* _EXCERPTED PASSAGE_:
*** Begin section ***

The Tradwives Are Making Incredibly Weird Bread
The light of the home makes goopy-ass bread; a guest post from Anna Merlan
This week we have a guest post from Anna Merlan, a journalist and author, specializing in subcultures, alternative communities, conspiracy theories, crime, belief, death, sexual violence and women’s lives. She was previously a reporter at Motherboard, Vice’s tech desk. She’s also worked at the Special Projects Desk, an investigative division within Gizmodo Media Group, as a senior reporter at Jezebel, and as a staff writer at the Village Voice and the Dallas Observer. Her work has also appeared in Rolling Stone, Wired, Teen Vogue, Men’s Health, BBC Travel, Topic, and on the op-ed page of the New York Times. She has been accused of being both a lizard person and a CIA agent, but never at the same time.

*** End section ***

* _WORK TASK 1_: According to the article excerpt, where was Anna Merlan previously a reporter?
* _WORK TASK 2_: Copy everything from "The Tradwives Are" down to "the same time." in the article excerpt, renaming "Anna Merlan" as "A. Merlan" wherever it appears.

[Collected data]
*** Begin section ***

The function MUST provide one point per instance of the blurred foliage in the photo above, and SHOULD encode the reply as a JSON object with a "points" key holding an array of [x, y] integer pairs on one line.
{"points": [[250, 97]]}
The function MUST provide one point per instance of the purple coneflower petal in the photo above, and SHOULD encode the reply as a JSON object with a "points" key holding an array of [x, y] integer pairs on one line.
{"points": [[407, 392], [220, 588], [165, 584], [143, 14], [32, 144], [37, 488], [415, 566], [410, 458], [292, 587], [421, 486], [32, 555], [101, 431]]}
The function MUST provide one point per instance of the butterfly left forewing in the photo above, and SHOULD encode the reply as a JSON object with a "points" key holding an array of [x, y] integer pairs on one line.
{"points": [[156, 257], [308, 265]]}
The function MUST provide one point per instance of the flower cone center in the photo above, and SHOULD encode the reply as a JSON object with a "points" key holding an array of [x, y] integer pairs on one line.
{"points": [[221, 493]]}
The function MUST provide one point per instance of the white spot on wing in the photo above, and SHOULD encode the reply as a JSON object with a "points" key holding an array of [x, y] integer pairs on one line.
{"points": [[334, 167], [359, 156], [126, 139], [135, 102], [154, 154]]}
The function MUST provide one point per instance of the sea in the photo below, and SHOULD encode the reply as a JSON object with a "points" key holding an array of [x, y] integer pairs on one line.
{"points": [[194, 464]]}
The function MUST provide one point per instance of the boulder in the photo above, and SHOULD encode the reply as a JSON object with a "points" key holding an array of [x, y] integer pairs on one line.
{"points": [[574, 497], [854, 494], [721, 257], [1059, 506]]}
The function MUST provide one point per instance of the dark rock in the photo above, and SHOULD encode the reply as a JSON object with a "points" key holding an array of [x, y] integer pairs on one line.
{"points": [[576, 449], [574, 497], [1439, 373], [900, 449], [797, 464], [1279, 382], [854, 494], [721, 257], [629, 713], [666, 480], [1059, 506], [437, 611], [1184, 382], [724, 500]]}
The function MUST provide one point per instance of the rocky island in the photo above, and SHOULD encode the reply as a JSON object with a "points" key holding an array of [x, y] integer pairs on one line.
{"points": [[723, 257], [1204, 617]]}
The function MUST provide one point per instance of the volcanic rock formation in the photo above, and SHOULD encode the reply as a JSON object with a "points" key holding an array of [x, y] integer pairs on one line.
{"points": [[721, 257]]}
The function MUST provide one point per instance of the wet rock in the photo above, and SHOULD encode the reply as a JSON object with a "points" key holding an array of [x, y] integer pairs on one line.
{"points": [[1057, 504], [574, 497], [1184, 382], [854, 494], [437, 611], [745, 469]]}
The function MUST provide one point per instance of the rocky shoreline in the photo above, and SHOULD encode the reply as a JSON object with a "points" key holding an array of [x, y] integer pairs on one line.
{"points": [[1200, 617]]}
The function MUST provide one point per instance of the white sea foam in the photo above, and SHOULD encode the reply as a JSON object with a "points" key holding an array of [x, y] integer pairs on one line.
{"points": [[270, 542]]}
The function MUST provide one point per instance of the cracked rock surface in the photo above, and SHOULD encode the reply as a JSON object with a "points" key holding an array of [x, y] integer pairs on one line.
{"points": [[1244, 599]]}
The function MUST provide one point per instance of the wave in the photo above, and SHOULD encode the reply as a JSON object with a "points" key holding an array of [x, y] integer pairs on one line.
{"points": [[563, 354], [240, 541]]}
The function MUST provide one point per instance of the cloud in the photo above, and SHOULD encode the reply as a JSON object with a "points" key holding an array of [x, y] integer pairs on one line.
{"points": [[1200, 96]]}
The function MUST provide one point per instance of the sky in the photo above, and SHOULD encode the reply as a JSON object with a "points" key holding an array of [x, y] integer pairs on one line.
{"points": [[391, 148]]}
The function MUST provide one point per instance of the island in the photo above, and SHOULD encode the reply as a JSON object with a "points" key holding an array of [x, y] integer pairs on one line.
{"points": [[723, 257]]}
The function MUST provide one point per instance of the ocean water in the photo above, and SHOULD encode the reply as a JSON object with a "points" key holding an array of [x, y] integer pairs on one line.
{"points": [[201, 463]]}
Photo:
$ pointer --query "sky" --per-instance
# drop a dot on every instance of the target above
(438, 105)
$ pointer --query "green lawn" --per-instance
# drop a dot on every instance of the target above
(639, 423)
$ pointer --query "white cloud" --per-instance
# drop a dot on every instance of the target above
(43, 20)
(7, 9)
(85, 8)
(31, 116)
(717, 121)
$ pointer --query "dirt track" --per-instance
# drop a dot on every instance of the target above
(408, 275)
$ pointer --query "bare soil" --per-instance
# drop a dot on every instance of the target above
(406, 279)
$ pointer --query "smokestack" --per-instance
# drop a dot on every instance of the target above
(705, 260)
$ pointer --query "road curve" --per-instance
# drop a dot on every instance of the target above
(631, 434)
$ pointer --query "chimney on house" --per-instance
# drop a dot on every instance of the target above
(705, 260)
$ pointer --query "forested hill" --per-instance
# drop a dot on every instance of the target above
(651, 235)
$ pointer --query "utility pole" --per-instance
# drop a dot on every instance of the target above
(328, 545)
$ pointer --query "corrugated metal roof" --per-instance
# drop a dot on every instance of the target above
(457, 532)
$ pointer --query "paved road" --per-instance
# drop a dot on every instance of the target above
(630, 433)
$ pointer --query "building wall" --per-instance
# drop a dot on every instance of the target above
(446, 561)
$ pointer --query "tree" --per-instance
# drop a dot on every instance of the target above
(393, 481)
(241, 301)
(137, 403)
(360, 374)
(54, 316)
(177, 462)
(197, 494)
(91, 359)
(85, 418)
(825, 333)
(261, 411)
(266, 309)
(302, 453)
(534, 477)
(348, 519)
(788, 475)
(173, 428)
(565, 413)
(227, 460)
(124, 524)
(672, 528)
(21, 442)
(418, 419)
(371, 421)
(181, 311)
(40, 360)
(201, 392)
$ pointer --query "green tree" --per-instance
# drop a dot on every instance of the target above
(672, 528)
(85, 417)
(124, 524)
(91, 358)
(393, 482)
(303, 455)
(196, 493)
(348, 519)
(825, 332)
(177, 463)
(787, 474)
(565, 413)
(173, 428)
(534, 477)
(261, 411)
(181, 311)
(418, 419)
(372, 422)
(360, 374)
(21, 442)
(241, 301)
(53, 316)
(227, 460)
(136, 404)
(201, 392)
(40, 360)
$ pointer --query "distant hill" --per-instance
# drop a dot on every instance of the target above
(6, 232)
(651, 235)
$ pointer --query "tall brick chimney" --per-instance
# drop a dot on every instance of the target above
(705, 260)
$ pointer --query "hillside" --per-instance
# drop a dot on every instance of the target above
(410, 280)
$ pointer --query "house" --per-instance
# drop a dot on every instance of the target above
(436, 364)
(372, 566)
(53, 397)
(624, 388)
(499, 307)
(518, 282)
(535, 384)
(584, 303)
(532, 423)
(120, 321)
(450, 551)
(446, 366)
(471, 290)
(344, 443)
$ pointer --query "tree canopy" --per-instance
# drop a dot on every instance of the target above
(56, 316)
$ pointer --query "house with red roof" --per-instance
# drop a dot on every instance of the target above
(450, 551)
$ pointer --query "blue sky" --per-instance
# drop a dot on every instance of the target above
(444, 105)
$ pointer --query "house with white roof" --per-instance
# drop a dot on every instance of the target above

*** End section ***

* _EXPECTED ANSWER 1_: She was a reporter at Motherboard, Vice's tech desk.

* _EXPECTED ANSWER 2_:
The Tradwives Are Making Incredibly Weird Bread
The light of the home makes goopy-ass bread; a guest post from A. Merlan
This week we have a guest post from A. Merlan, a journalist and author, specializing in subcultures, alternative communities, conspiracy theories, crime, belief, death, sexual violence and women’s lives. She was previously a reporter at Motherboard, Vice’s tech desk. She’s also worked at the Special Projects Desk, an investigative division within Gizmodo Media Group, as a senior reporter at Jezebel, and as a staff writer at the Village Voice and the Dallas Observer. Her work has also appeared in Rolling Stone, Wired, Teen Vogue, Men’s Health, BBC Travel, Topic, and on the op-ed page of the New York Times. She has been accused of being both a lizard person and a CIA agent, but never at the same time.